(Task to complete):
Among the entries below, which lines include the string "hair"? Show each one.

Top of Provided records

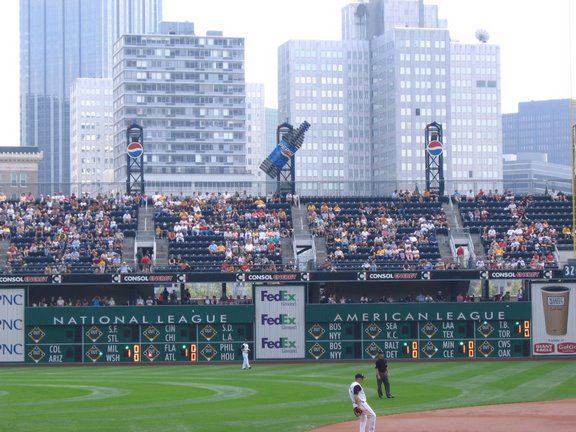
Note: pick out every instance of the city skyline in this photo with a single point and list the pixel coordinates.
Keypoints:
(521, 41)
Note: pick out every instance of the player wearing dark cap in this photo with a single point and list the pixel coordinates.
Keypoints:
(361, 408)
(382, 376)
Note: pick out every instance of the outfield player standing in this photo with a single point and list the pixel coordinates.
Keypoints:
(245, 350)
(382, 376)
(358, 398)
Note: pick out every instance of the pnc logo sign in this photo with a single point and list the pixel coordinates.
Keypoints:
(283, 296)
(281, 319)
(282, 343)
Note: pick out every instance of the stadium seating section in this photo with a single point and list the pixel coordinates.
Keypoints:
(383, 233)
(519, 232)
(234, 232)
(64, 234)
(223, 232)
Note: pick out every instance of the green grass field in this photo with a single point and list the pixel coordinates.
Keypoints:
(268, 398)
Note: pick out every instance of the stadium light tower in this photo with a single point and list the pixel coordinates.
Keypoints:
(573, 144)
(134, 159)
(434, 153)
(280, 163)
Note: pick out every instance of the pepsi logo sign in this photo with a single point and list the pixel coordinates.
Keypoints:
(434, 148)
(135, 150)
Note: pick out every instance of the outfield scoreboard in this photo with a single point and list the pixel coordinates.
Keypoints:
(408, 331)
(126, 335)
(201, 334)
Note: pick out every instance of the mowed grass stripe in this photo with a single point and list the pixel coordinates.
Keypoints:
(270, 397)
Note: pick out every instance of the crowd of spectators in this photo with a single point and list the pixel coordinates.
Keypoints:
(165, 297)
(244, 232)
(61, 234)
(513, 238)
(379, 231)
(428, 297)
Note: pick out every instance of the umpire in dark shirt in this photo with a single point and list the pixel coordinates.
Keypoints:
(382, 376)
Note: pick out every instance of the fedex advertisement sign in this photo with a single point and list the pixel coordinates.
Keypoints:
(282, 343)
(282, 319)
(281, 296)
(280, 322)
(12, 325)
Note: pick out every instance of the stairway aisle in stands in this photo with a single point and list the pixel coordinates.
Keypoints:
(302, 236)
(4, 245)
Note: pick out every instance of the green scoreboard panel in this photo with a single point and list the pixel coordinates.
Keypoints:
(436, 331)
(156, 338)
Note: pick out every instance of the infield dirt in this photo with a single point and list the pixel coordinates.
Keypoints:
(555, 416)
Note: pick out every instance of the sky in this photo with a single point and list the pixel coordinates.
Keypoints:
(534, 38)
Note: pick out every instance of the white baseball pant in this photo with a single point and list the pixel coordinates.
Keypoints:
(368, 418)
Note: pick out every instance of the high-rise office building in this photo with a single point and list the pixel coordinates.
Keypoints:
(540, 127)
(272, 122)
(414, 75)
(59, 42)
(91, 135)
(188, 92)
(327, 83)
(255, 131)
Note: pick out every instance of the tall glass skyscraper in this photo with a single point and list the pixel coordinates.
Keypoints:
(61, 40)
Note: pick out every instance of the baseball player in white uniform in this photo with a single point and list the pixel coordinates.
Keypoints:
(358, 398)
(245, 351)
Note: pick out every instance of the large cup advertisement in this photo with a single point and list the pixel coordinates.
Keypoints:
(12, 325)
(554, 318)
(280, 322)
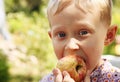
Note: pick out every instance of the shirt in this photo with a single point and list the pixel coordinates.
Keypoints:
(104, 73)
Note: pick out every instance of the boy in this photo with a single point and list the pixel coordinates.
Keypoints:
(82, 27)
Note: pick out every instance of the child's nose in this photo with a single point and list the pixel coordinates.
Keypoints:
(72, 45)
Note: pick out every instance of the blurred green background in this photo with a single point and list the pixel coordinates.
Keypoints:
(33, 55)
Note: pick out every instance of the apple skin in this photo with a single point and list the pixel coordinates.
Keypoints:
(74, 65)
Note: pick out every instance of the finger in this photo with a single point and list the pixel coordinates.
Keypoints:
(87, 77)
(67, 77)
(58, 75)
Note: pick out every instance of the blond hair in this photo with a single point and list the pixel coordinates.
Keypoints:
(105, 7)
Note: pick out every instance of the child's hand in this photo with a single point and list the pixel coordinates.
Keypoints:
(62, 77)
(87, 77)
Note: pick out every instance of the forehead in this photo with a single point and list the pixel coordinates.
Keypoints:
(71, 15)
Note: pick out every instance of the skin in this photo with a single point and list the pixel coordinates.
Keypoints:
(80, 33)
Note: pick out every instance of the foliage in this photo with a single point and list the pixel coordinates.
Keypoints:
(4, 68)
(29, 31)
(24, 5)
(30, 35)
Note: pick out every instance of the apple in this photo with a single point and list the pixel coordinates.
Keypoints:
(74, 65)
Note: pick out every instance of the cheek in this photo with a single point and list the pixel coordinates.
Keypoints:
(58, 49)
(93, 51)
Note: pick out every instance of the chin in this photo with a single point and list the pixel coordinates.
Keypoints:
(74, 65)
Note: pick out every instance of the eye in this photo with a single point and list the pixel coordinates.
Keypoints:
(83, 32)
(61, 34)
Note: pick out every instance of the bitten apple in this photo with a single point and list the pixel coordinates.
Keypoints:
(74, 65)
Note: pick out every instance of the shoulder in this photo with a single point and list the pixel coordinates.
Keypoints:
(106, 72)
(48, 78)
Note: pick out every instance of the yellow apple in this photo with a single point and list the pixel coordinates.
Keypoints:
(74, 65)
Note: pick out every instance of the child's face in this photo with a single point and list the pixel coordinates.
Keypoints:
(73, 31)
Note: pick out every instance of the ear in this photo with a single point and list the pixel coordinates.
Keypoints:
(49, 33)
(110, 35)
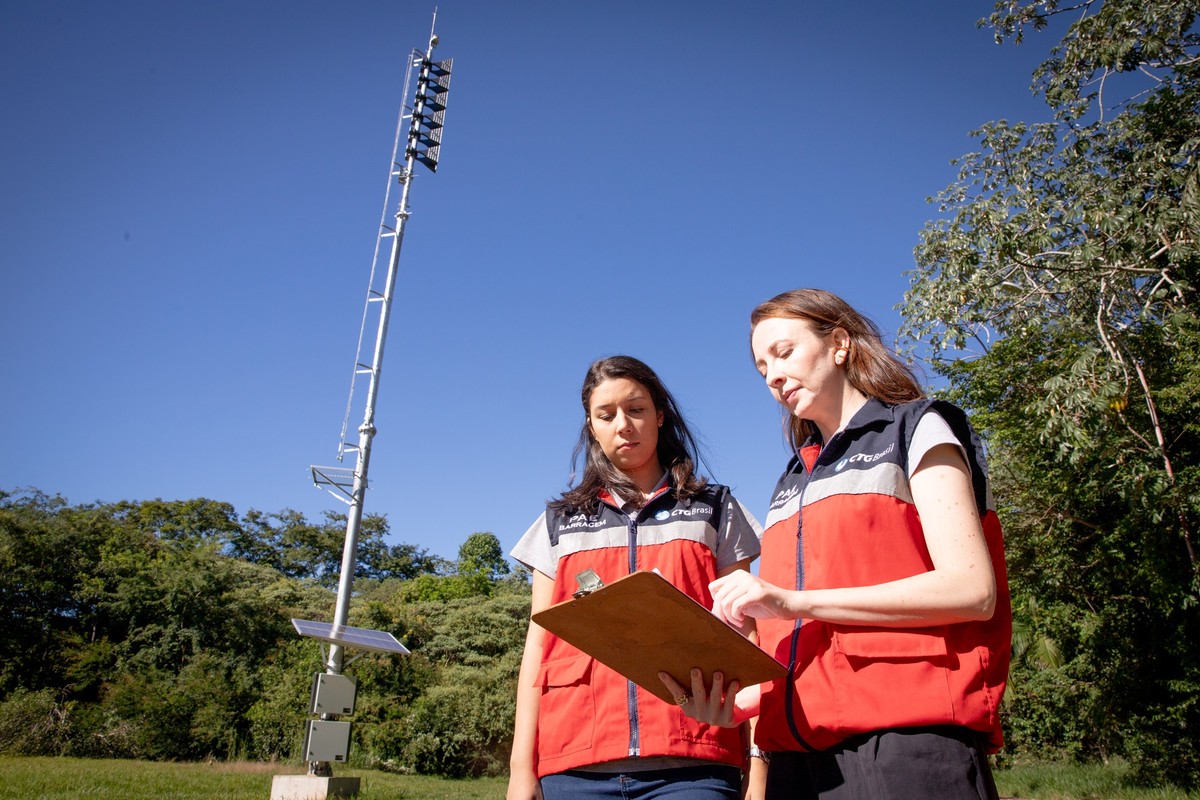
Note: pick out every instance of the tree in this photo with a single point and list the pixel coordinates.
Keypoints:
(483, 553)
(1063, 268)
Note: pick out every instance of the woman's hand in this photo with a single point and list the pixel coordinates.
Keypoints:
(523, 785)
(741, 595)
(721, 705)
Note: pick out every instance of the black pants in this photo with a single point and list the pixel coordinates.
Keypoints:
(937, 763)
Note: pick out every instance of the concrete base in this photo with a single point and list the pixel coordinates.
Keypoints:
(311, 787)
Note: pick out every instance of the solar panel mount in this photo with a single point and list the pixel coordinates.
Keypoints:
(361, 638)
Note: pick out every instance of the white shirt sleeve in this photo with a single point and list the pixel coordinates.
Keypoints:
(533, 549)
(931, 431)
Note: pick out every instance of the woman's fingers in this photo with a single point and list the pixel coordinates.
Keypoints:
(678, 692)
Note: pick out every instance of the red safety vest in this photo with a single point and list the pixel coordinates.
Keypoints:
(843, 516)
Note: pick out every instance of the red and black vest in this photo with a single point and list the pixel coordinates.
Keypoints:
(843, 516)
(589, 714)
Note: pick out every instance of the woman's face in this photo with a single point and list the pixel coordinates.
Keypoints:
(799, 366)
(625, 423)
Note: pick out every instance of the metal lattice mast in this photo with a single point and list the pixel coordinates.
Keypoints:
(423, 145)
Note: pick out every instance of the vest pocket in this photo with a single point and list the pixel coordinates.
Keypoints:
(567, 709)
(891, 678)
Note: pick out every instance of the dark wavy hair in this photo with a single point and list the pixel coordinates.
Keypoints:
(678, 451)
(871, 367)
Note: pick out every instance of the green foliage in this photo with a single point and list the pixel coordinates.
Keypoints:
(161, 630)
(481, 553)
(1057, 296)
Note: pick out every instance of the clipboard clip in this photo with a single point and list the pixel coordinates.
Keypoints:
(588, 583)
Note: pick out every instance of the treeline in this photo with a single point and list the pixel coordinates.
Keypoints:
(161, 630)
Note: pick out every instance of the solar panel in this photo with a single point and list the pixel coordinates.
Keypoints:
(349, 637)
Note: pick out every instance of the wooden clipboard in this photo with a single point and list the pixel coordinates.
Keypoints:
(641, 624)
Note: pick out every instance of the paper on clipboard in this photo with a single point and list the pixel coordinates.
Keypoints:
(641, 625)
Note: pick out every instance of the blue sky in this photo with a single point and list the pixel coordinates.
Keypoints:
(192, 191)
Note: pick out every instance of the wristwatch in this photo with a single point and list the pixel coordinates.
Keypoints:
(754, 752)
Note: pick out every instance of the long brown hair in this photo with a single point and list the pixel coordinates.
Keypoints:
(677, 447)
(871, 367)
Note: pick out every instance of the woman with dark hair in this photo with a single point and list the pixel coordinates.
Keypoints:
(882, 583)
(582, 731)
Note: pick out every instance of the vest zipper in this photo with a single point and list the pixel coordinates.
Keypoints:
(635, 744)
(790, 697)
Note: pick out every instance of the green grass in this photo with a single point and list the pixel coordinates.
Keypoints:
(71, 779)
(1078, 782)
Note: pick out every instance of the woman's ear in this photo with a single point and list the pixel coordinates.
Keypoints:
(841, 346)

Bottom of Provided records

(Result below):
Note: pick out every instance of the blond hair in this photo with a single point and list the pixel coordinates.
Note: pick out every instance of the dark wavy hair in this photo with a single point and list the pixel coordinates.
Note: pick out every instance of the long brown hair in this photo with a single point and list the pixel coordinates.
Note: pick out every instance of the woman with dark hair in this photo with a single point and list the pixel coordinates.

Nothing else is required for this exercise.